>>

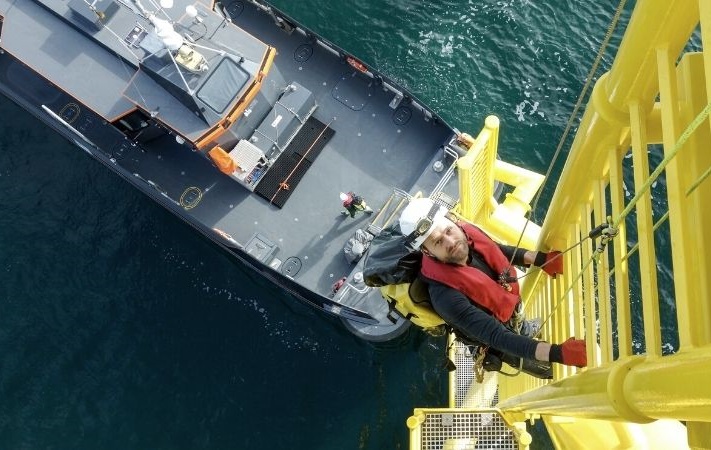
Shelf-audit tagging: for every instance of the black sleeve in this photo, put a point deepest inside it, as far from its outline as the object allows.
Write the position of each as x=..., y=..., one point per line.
x=476, y=324
x=516, y=252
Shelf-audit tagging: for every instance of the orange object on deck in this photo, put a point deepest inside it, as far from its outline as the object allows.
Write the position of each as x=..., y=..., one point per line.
x=222, y=160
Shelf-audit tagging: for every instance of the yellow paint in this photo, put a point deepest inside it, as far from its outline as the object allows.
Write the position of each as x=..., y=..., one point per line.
x=632, y=394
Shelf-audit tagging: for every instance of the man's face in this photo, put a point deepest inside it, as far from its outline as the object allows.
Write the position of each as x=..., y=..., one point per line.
x=447, y=243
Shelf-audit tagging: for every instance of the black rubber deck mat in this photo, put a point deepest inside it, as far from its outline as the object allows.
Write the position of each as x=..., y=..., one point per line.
x=277, y=185
x=313, y=132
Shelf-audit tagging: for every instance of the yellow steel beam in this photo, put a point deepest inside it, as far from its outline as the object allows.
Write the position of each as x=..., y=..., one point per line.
x=645, y=235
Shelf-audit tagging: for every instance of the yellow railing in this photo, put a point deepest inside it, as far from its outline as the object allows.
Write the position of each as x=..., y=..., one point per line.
x=653, y=98
x=478, y=171
x=654, y=102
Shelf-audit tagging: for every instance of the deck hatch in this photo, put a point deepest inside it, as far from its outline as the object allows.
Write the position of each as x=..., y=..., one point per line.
x=261, y=248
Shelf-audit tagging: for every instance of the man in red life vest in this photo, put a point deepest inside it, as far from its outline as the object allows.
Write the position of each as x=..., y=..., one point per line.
x=474, y=289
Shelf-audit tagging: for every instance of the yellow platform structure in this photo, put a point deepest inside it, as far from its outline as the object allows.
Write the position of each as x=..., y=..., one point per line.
x=653, y=101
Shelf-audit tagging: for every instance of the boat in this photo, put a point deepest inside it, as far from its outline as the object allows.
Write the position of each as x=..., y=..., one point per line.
x=244, y=124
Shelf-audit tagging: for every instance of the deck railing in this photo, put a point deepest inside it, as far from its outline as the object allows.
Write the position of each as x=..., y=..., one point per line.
x=643, y=146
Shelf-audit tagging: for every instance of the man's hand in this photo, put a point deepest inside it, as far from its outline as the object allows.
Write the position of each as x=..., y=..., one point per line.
x=571, y=353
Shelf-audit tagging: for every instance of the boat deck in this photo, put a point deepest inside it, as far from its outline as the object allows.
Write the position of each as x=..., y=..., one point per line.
x=376, y=141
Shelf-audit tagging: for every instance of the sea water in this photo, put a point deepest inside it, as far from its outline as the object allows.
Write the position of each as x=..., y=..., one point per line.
x=121, y=328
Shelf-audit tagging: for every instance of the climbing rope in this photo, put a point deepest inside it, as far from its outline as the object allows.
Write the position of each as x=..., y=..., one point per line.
x=583, y=94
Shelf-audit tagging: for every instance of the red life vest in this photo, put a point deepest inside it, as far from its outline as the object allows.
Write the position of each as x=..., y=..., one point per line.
x=475, y=284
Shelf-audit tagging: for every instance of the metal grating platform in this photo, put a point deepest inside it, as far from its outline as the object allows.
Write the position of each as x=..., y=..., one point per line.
x=467, y=392
x=277, y=185
x=466, y=430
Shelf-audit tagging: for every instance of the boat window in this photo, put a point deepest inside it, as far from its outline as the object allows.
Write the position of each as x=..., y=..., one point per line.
x=223, y=85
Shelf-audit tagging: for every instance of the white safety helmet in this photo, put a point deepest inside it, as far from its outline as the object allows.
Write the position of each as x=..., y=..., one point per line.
x=420, y=217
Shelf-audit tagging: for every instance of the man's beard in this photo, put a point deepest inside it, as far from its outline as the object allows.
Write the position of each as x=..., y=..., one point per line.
x=459, y=254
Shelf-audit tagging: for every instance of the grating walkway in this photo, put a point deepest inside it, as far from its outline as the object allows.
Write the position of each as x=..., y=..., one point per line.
x=277, y=185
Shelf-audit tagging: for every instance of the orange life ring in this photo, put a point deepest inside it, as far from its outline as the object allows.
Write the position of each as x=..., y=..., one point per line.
x=357, y=65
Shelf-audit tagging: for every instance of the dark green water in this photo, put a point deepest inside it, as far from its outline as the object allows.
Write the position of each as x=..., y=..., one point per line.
x=120, y=328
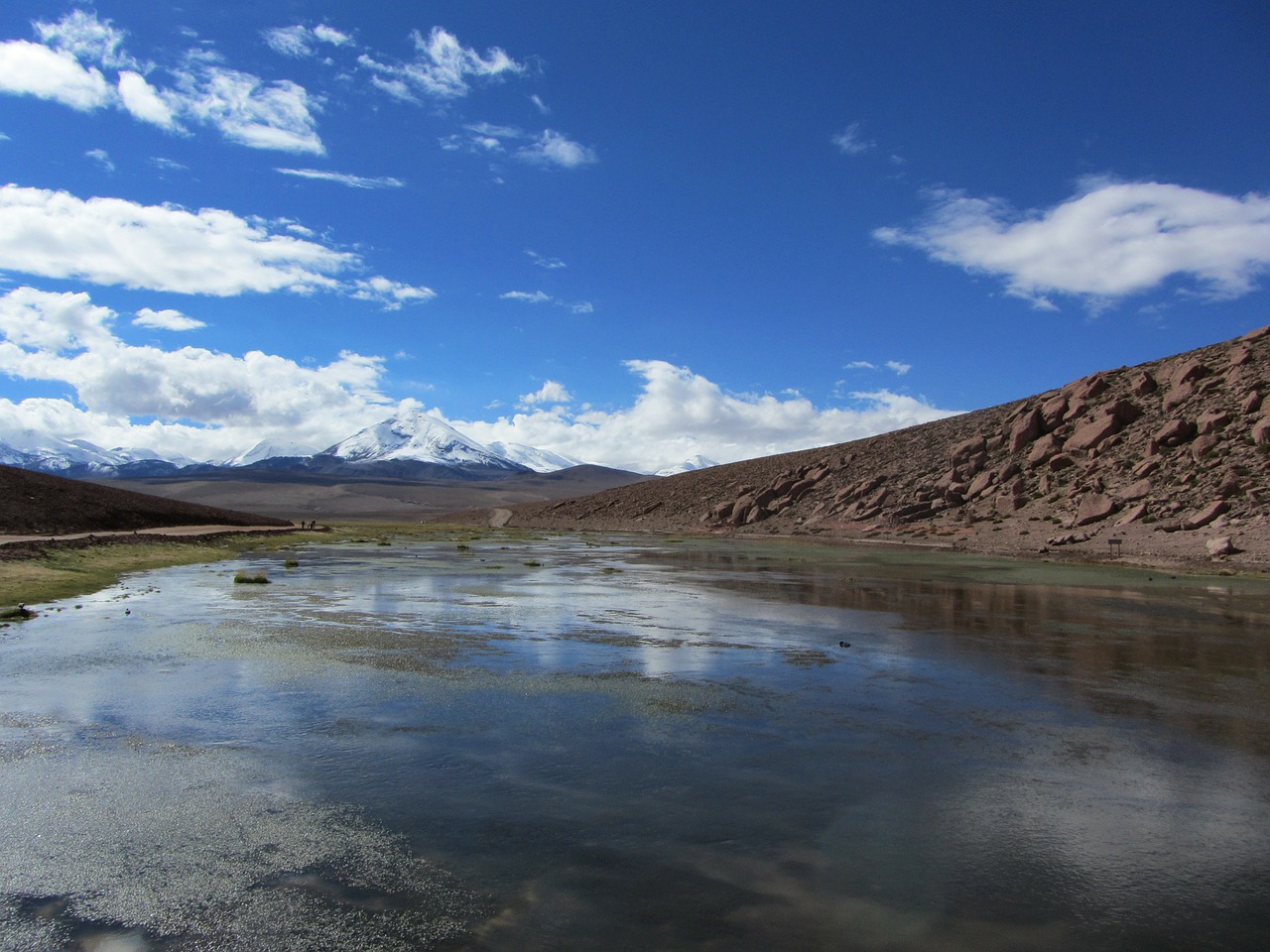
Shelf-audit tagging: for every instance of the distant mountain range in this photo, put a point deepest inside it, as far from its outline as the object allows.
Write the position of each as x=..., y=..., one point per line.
x=412, y=445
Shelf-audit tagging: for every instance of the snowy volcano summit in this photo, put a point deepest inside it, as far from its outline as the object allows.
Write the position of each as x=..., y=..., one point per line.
x=417, y=436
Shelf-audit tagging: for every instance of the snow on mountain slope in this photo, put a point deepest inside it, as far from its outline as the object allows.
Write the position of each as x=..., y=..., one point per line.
x=417, y=435
x=693, y=462
x=271, y=448
x=532, y=457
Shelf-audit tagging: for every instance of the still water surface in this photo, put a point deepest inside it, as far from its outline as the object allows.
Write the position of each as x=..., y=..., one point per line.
x=626, y=743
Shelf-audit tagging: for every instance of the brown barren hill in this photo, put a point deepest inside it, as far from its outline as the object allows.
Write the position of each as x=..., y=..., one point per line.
x=1164, y=462
x=37, y=504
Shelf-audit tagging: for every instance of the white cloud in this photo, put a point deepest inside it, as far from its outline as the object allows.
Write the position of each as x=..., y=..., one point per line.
x=166, y=248
x=86, y=39
x=390, y=294
x=680, y=414
x=550, y=393
x=1109, y=241
x=444, y=64
x=31, y=68
x=206, y=404
x=302, y=41
x=275, y=116
x=535, y=298
x=851, y=143
x=241, y=107
x=548, y=263
x=343, y=178
x=102, y=158
x=550, y=148
x=541, y=298
x=144, y=102
x=167, y=320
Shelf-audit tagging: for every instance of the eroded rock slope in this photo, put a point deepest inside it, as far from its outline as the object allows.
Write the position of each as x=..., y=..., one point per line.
x=1170, y=457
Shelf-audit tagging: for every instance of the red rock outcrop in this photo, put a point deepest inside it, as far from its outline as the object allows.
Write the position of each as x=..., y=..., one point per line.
x=1180, y=443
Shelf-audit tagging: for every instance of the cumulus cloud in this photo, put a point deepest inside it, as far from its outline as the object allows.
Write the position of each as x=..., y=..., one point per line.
x=343, y=178
x=543, y=262
x=206, y=404
x=102, y=158
x=67, y=67
x=680, y=414
x=32, y=68
x=167, y=318
x=166, y=248
x=1109, y=241
x=145, y=103
x=849, y=141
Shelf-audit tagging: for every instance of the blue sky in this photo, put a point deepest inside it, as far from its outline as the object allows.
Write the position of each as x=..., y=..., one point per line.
x=627, y=231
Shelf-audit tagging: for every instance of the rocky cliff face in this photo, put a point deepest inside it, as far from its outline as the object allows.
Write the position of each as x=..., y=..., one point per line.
x=1178, y=447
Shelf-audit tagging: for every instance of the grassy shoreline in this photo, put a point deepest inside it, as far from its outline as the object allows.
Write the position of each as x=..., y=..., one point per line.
x=46, y=575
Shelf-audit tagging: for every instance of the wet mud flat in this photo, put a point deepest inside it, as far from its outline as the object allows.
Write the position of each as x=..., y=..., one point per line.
x=572, y=743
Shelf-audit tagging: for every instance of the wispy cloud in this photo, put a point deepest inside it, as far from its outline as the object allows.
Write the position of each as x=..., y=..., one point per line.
x=75, y=54
x=163, y=248
x=550, y=393
x=541, y=298
x=1109, y=241
x=102, y=158
x=851, y=141
x=167, y=318
x=302, y=41
x=547, y=149
x=344, y=179
x=544, y=262
x=443, y=67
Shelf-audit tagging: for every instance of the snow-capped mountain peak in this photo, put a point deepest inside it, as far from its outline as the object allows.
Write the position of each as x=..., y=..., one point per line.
x=693, y=462
x=270, y=449
x=532, y=457
x=416, y=435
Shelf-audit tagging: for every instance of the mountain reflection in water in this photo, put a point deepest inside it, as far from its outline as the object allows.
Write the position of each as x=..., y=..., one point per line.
x=563, y=743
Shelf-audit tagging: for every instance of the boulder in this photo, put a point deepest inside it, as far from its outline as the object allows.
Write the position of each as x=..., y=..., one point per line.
x=1133, y=513
x=1144, y=384
x=1203, y=445
x=1213, y=421
x=1134, y=492
x=1025, y=430
x=1175, y=431
x=1052, y=412
x=1261, y=431
x=1093, y=508
x=1203, y=517
x=979, y=484
x=1093, y=431
x=1220, y=546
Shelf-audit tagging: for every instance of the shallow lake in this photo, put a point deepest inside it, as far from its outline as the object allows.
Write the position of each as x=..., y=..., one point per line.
x=624, y=743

<<

> _Task to carry out_:
Quote the listing above, but only from the line that shows "Shelf-audit tagging: for every instance of the yellow paint" through the line that shows "Shelf-audit tagging: for every instance of the deck railing".

> _Reply_:
Shelf-audit tagging: for every instance of the yellow paint in this photo, put a point deepest inside it, as far from its outline as the object allows.
Write the position of each as x=..., y=..., one point per line.
x=632, y=394
Shelf-audit tagging: for every instance of the man's face in this photo, put a point deepest inside it, as far from its outline as the object allows.
Write the position of each as x=..., y=..., one point per line.
x=447, y=243
Shelf-audit tagging: for every instance of the black rubber deck mat in this photo, put a point deepest inside it, as far from its outline as the object allows.
Write the position of each as x=..., y=..., one point per line.
x=277, y=185
x=313, y=132
Shelf-audit tagging: for every instance of the yellow steel beam in this photo, put a point deepest inside it, as far from its outline as the object allows.
Write the position of each as x=..., y=..., one point per line.
x=645, y=235
Shelf-audit tagging: for every instance of the yellow railing in this photo, put a point deepest inside it, as far from its outline as the object allows.
Write the position of each as x=..., y=..., one point per line.
x=653, y=98
x=478, y=171
x=654, y=102
Shelf-audit tagging: for every instance of the deck hatch in this photo, put a point deepest inside it, as far from its outline as the object allows.
Write the position of each as x=..., y=..., one point per line.
x=261, y=248
Shelf-audit tagging: for every instance of the man in red life vest in this photo, put a point deepest inside it, as far from its outline as the object allows.
Write the position of each as x=..., y=..., one point per line.
x=474, y=289
Shelf-audit tagging: for every instance of the yellow platform structure in this photo, put a point deepest inside it, as far from its outline as the object allows.
Write the position of each as x=..., y=..., one point per line.
x=653, y=101
Shelf-audit tagging: for every instance of the boat in this photo, put a point deepest inside it, as far from its outline as the object allows.
Write the position of each as x=..., y=..., one point per line.
x=244, y=124
Shelf-audit tagging: for every instance of the deck railing in this photo, put a point deepest inside it, as far from its outline as the object allows.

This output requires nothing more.